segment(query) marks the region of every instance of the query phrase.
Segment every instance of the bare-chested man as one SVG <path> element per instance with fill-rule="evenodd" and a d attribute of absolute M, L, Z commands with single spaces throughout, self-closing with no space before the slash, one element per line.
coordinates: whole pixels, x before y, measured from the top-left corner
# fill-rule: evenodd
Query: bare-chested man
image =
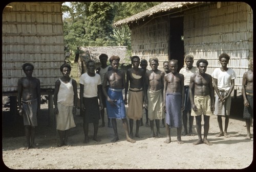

§

== Your objective ==
Locate each line in the listing above that contains the word "bare", and copy those lines.

== Full solution ==
Segment every instance of the bare-chested man as one SVG <path> element per instance with fill-rule="evenodd" and a d attribute of absolute M, L, Z commands with single spaces throughout, self-closing with no space before the slash, one element per line.
Query: bare-chested man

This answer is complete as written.